*Quoted text*.

## Start

Stored Procedure Performance

  • Well you can change the column definition in the #contacts temp table to allow NULLs, but this does again question your data quality.

  • cbrammer1219 (7/7/2014)


    wBob (7/3/2014)


    The main problem with this proc is that you reference the CTE twice. SQL Server will process that twice because CTEs behave like views rather than temp tables. So that expensive remote query is seriously costing you. You can see this in the execution plan with the two near-identical looking branches. All the implicit conversion and data-type advice is good, you should sort that out, but you will transform performance of this query by only getting that data once.

    Here's how I would approach something like this with a sample rewrite below:

    1) Pull the data once into a temp table

    - get all required columns, add the one WHERE clause (on Default_list_no); maybe even don't add the WHERE clause as these can cause problems with linked servers.

    - experiment with applying the WHERE clause (on Default_list_no) after getting the data

    ie if most records are default_list_no = 00 then you might as well pull the whole table, then remove the few records

    2) Clean it

    - You see all that duplicate code for data cleaning, apply it once on data load. Or do it on your temp table once.

    3) then remove the records you don't want

    --!!TODO Add error handling

    --!!TODO Split @ext into a temp table and join to that instead

    CREATE PROCEDURE [dbo].[usp_TraceCallReport2]

    @startdate as date,

    @endDate as date,

    @ext as nvarchar(50)

    AS

    BEGIN

    SET NOCOUNT ON

    ------------------------------------------------------------------------------------------------

    -- Setup START

    -- Create temp tables required for the proc

    ------------------------------------------------------------------------------------------------

    IF OBJECT_ID('#contacts') IS NOT NULL DROP TABLE #contacts

    CREATE TABLE #contacts

    (

    AL_Contact_NameVARCHAR(50) NOT NULL,

    CompanyNameVARCHAR(50) NOT NULL,

    phoneVARCHAR(50) NOT NULL,

    cleanPhoneNumberBIGINT NULL

    )

    -- Setup END

    ------------------------------------------------------------------------------------------------

    ------------------------------------------------------------------------------------------------

    -- Get data START

    ------------------------------------------------------------------------------------------------

    INSERT INTO #contacts ( AL_Contact_Name, companyName, phone )

## End

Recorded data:
## Start

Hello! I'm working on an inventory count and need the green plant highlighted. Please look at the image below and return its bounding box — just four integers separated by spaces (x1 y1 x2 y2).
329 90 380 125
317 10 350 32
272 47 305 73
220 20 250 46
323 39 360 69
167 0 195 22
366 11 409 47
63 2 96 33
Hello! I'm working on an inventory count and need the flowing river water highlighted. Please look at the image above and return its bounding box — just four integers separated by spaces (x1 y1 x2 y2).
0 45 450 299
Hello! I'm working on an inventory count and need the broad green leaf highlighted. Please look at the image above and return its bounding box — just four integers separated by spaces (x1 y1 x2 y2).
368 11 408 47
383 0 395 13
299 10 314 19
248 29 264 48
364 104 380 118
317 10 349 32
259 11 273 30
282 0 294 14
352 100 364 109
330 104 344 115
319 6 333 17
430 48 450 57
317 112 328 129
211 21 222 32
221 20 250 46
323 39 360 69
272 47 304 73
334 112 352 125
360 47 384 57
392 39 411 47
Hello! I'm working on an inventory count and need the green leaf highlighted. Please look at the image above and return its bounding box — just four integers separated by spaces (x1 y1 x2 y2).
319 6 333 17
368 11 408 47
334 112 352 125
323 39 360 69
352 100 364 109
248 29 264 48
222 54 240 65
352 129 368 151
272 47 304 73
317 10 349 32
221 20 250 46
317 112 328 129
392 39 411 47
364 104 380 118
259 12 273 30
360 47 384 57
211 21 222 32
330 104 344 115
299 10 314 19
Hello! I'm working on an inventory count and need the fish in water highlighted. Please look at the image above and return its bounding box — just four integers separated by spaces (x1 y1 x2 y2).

## End

*What is being asked*. Decide whether each statement agrees with the stored procedure performance thread, answering yes or no and quoting the deciding words of the thread. (a) SQL Server processes a CTE only once even when it is referenced twice. (b) The suggested first step is to pull the data once into a temp table. (c) WHERE clauses can cause problems with linked servers.

*Result of this exercise*.
(a) No: "SQL Server will process that twice because CTEs behave like views rather than temp tables."
(b) Yes: "1) Pull the data once into a temp table"
(c) Yes: "maybe even don't add the WHERE clause as these can cause problems with linked servers."